(Task description) Return exactly the lines that run from the one containing "Practice step: find the marble column" to the end of the entries, with both ends included.

Point labeling dataset excerpts:
----

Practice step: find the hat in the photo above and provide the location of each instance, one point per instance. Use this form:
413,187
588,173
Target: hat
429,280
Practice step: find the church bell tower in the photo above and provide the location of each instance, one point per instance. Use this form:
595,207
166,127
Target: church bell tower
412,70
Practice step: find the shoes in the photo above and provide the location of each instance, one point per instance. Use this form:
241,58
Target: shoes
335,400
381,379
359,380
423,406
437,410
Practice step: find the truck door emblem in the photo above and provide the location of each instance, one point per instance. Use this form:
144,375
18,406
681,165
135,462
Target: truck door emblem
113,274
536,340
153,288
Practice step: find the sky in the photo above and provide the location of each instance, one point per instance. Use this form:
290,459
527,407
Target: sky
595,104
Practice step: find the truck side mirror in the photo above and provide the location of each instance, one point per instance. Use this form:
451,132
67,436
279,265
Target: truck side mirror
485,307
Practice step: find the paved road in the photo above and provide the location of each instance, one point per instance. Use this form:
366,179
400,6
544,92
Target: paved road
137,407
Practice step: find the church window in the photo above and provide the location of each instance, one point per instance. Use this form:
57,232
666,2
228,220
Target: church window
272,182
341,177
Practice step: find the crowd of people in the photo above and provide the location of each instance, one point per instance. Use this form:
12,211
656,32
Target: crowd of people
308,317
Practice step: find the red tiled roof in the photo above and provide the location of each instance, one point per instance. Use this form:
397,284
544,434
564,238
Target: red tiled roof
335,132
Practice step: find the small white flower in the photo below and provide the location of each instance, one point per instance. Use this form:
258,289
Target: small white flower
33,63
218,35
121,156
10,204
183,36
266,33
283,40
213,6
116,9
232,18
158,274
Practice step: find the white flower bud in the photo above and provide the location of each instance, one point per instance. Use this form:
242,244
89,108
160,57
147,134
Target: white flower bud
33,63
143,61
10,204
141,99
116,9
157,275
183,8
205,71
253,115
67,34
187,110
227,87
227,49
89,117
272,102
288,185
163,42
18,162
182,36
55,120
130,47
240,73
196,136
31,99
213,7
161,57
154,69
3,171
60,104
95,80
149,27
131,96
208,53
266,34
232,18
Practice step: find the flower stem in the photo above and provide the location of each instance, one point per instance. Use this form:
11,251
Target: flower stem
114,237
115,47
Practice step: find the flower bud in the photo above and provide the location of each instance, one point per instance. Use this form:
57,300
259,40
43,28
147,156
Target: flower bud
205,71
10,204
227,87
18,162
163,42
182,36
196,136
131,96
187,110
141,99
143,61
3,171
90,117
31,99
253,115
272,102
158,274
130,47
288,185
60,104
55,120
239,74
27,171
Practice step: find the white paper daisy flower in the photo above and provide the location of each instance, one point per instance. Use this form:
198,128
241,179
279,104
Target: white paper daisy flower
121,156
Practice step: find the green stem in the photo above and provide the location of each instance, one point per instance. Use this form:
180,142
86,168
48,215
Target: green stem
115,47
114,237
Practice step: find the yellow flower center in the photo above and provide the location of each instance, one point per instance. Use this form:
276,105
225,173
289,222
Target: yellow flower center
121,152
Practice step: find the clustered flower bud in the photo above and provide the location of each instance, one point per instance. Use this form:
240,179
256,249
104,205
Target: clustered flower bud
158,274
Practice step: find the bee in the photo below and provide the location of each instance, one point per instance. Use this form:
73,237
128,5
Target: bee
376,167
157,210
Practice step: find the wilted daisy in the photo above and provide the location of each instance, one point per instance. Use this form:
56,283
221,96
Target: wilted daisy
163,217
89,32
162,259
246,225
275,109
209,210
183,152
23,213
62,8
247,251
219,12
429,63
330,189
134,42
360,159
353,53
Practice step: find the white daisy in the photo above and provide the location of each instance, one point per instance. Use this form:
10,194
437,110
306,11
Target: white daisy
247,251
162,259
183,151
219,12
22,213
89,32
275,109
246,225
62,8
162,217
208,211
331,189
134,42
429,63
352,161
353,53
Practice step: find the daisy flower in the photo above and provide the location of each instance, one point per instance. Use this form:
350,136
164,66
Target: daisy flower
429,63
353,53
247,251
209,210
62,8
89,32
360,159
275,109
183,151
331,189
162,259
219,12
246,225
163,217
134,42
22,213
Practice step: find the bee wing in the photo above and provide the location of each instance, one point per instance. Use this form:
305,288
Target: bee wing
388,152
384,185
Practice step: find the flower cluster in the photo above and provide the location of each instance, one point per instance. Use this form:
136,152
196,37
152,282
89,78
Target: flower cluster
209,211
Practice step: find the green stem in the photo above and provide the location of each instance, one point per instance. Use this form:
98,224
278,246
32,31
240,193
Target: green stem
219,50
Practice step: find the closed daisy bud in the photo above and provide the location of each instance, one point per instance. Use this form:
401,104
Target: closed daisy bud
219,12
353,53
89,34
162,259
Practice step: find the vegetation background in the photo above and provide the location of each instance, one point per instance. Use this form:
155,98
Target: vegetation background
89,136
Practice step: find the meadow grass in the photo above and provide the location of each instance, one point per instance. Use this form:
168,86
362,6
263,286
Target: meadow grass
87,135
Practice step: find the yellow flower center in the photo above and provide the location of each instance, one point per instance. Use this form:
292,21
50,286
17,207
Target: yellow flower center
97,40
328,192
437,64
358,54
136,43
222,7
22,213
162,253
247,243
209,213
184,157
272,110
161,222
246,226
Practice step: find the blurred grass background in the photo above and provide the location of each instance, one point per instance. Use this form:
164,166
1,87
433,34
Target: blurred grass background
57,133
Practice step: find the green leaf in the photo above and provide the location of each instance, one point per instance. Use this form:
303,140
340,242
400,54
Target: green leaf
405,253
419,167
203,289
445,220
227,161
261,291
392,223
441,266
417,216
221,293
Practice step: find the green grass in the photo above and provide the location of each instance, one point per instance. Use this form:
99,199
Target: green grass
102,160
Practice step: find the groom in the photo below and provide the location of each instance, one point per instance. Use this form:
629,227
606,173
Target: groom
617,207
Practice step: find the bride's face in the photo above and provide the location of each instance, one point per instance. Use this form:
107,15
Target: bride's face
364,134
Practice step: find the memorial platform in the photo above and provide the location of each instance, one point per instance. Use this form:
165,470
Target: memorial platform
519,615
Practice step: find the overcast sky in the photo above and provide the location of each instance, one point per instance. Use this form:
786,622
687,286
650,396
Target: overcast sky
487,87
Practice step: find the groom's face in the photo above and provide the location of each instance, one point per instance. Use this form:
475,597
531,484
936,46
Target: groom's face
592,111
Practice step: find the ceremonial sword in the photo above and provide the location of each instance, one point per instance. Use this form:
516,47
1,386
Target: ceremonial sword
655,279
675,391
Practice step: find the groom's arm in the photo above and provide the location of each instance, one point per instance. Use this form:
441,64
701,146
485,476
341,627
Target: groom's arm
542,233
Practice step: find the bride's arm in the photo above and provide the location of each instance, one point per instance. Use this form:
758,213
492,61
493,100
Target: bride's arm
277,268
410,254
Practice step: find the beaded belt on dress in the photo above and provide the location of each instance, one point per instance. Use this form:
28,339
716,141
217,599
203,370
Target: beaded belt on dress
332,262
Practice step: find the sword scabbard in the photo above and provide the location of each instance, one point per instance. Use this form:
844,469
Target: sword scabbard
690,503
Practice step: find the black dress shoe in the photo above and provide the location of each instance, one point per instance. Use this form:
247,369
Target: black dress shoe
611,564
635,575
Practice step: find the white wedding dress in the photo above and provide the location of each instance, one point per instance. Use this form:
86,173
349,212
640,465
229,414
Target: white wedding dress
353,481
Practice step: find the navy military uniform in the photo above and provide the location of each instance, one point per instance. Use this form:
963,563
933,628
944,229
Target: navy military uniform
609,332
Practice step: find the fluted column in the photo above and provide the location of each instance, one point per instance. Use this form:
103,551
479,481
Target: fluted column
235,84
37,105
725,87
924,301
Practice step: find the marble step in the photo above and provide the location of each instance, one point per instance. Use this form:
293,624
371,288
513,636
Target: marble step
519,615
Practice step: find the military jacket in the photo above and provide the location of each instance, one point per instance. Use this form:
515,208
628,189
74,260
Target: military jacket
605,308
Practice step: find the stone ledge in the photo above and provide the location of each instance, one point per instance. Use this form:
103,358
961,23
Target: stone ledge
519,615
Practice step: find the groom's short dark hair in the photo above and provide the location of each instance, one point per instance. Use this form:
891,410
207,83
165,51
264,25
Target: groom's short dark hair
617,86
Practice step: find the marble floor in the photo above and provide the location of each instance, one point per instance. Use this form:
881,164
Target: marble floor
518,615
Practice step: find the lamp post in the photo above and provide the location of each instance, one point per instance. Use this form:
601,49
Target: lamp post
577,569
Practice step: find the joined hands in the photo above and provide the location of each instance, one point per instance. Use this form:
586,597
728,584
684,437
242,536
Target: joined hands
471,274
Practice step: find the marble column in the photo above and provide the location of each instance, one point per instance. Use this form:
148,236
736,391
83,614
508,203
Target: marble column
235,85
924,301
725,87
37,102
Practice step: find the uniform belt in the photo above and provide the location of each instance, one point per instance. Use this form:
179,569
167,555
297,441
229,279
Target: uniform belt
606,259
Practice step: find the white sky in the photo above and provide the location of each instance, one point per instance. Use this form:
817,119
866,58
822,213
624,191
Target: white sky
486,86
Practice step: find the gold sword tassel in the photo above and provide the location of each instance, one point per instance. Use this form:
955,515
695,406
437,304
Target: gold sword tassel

----

(Solution to the problem)
Practice step: find the marble column in the photo above and provide the location of each instance, one point per instance. Use this form:
148,236
736,391
83,614
508,203
Target: marble column
235,85
924,301
725,87
37,102
Practice step: find the uniform belt in the photo above and provide the location of each instance, one point per instance. Use this form:
179,569
167,555
297,441
229,279
Target: uniform belt
606,259
Practice step: find the white sky in the photo above and provide the location of each instance, one point per instance. Use this form:
817,119
866,58
822,213
624,191
Target: white sky
486,86
Practice step: find the gold sword tassel in the photo above and provide the location of each instance, one point per instance. Use this form:
955,515
695,406
437,304
Target: gold sword tassel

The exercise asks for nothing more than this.